• [READING PASSAGE]
1946 The day after Maggie Joy Blunt noticed the salt hoarder (see 17 September), a much more serious post-war shortage caught the attention of the Mass Observation diarists. This time it was housing. With so many of the country’s houses destroyed by bombing, and over three million servicemen being demobbed in the middle of a baby boom, there just weren’t enough houses to go round – at any price.
The great 1946 summer squat began in empty Nissen huts on abandoned army camps, a movement that quickly spread across the country. The government responded leniently, even offering to reconnect gas and electricity, providing the squatters would register as council tenants. Then in September some communist councillors led an occupation of five blocks of luxury apartments in Kensington, originally requisitioned for the war effort and not yet re-let. To this invasion of private property the government reacted furiously, blockading the buildings, arresting the five (elected) councillors and charging them with ‘conspiracy to trespass’. These events were widely reported, picked up by papers even in Australia and the US.
But the public backed the squatters. On this day Edie Rutherford, a South African-born housewife living in Sheffield, noted in her diary kept for Mass Observation:
How cautiously Bow Street [Magistrates’ Court] has dealt with the Communist squatters today. I should jolly well think so. Public opinion does count for something, and not all the populace are against the squatters. It is mostly the haves who are. The disclosure at court by the woman who had to take her child to hospital fifty times for rat bite was more than enough for everyone I should think.
Maggie Joy Blunt, while sceptical of their motives, could still approve of the communists’ campaign:
I think the Communists were right, whatever their ulterior motives may have been, to draw attention to the shocking housing conditions that many of the flat-squatters have had to put up with. Rat bites! Just think of it. It seems to me scandalous that a Labour Government couldn’t have done better for their own people in this last year.1
Housing minister Nye Bevan was also busy getting the NHS up and running – and this was just over a year after Labour won its landslide general election – so maybe it was a bit early to blame the government for letting down its supporters. Still, these diaries testify to a humane common judgement that can rise above prejudices of class or politics.
1 Simon Garfield, ed., Our Hidden Lives: The Remarkable Diaries of Post-War Britain, London: Ebury Press, 2005, pp. 275–6.

• [INPUT DATA]

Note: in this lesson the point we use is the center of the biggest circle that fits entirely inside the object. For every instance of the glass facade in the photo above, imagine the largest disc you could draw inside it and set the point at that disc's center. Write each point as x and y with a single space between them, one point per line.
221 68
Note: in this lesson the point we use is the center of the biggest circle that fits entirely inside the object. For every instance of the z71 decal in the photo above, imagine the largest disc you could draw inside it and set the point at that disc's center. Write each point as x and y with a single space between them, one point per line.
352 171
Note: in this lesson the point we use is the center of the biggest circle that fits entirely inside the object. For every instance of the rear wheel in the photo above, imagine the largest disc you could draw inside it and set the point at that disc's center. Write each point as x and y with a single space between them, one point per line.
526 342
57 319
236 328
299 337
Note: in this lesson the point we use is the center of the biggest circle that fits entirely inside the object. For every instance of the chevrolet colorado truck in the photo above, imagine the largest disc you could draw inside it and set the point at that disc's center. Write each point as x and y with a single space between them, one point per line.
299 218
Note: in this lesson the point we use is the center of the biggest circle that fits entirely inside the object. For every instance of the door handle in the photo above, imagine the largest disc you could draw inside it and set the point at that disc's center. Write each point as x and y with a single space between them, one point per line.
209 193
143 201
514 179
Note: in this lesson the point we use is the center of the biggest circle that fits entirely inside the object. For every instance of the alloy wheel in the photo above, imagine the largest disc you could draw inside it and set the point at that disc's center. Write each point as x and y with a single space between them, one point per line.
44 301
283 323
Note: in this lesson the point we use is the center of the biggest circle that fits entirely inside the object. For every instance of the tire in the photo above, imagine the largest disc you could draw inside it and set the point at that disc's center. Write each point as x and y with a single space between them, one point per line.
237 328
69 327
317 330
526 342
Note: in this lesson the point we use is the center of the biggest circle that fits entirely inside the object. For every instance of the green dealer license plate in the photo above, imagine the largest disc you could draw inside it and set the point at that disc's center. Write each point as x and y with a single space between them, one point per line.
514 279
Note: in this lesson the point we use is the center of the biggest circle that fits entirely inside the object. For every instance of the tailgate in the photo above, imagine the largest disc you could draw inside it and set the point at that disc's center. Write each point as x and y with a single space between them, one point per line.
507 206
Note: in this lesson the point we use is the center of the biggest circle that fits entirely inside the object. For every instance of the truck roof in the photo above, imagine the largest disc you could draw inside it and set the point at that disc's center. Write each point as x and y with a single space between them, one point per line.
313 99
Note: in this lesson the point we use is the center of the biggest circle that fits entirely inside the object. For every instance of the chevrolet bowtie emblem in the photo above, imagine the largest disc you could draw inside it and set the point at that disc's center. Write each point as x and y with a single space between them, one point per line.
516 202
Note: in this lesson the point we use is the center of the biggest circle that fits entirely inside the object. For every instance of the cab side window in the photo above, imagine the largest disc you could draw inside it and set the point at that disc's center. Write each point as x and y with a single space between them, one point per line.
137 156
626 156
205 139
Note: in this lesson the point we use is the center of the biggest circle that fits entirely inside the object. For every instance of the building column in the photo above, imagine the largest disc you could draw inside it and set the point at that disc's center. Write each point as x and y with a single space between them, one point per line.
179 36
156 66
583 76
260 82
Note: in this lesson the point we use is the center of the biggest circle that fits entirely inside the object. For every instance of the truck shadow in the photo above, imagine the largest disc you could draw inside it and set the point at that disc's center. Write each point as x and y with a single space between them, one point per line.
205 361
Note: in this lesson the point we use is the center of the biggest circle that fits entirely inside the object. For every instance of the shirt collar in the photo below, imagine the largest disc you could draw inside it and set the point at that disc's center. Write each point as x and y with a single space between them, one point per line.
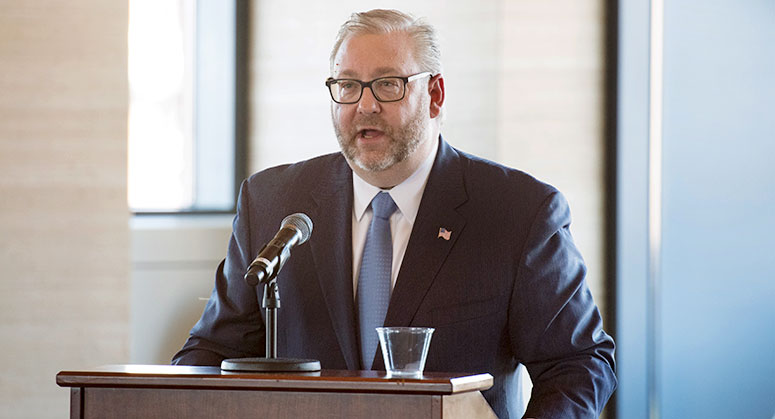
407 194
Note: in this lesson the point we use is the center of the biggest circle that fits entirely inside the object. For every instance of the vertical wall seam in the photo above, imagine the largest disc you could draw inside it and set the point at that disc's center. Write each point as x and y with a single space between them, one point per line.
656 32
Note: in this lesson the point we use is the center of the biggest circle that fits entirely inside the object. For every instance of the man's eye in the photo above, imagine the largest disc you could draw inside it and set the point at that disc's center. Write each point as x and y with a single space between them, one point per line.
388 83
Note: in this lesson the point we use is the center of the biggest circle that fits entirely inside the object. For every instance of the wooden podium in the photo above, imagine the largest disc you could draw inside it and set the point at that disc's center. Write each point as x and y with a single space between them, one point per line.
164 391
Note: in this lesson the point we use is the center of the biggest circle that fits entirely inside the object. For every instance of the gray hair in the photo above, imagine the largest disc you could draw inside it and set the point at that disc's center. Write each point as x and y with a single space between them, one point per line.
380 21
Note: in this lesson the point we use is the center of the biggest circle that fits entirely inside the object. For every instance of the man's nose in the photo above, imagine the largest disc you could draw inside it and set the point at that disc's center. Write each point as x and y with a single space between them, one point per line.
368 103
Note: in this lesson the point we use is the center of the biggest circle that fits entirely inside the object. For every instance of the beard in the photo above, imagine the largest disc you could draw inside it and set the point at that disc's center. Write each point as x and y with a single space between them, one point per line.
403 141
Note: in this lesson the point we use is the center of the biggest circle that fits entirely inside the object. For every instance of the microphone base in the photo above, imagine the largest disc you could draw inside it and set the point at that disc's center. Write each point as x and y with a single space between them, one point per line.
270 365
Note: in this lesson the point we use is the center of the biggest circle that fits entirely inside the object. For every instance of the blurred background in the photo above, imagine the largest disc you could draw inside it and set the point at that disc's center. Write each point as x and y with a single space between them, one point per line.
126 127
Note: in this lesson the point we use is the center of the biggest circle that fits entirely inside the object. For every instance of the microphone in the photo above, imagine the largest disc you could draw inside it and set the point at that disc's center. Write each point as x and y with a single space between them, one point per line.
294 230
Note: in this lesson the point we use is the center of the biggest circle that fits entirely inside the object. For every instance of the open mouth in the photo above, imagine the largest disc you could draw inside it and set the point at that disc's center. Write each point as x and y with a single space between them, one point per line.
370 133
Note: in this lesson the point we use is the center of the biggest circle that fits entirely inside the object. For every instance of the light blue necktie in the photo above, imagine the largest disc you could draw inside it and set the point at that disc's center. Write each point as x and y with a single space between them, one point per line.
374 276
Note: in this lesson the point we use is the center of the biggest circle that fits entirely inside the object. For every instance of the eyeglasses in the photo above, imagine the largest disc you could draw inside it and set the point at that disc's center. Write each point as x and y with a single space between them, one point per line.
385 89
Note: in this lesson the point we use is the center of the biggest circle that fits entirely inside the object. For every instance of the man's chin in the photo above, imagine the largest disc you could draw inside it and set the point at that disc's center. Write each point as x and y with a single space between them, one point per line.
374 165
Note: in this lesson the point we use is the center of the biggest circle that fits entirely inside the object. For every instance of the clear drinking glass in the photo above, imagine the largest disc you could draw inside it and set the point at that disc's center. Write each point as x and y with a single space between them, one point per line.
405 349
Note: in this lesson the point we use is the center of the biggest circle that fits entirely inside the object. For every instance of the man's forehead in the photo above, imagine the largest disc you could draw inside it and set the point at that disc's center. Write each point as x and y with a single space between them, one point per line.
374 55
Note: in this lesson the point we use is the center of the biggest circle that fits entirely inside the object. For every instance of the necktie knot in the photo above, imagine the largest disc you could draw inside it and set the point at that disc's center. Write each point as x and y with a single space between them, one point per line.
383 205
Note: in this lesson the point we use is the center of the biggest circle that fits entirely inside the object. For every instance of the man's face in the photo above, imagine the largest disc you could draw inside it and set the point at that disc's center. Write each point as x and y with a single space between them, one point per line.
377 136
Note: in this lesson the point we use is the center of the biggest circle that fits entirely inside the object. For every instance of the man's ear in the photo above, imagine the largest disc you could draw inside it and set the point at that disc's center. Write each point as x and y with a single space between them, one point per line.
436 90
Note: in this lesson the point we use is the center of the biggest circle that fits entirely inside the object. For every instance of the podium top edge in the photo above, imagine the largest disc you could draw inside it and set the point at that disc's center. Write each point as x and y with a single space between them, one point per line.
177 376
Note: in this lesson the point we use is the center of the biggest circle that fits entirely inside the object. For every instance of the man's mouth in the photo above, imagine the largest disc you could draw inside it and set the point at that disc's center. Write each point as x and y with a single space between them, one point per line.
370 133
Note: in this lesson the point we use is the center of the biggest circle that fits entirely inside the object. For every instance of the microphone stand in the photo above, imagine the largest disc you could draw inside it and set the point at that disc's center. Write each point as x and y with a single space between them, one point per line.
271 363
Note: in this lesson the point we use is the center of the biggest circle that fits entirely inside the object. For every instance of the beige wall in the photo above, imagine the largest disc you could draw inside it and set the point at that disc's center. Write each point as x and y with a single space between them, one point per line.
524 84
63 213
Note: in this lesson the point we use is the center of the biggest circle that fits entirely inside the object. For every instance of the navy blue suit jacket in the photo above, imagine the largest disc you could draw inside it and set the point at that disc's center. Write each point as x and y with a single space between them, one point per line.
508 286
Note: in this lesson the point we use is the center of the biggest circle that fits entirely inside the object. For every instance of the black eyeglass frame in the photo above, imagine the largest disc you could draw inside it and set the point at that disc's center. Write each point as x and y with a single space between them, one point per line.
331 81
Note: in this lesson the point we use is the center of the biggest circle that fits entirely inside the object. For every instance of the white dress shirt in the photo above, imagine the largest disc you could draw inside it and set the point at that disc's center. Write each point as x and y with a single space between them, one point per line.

• [PROBLEM DETAILS] Reproduce the passage on the 1946 housing squatters word for word, starting with "1946 The day" and going on through "at any price.". The data can be set aside.

• [RESULT OF THIS TASK]
1946 The day after Maggie Joy Blunt noticed the salt hoarder (see 17 September), a much more serious post-war shortage caught the attention of the Mass Observation diarists. This time it was housing. With so many of the country’s houses destroyed by bombing, and over three million servicemen being demobbed in the middle of a baby boom, there just weren’t enough houses to go round – at any price.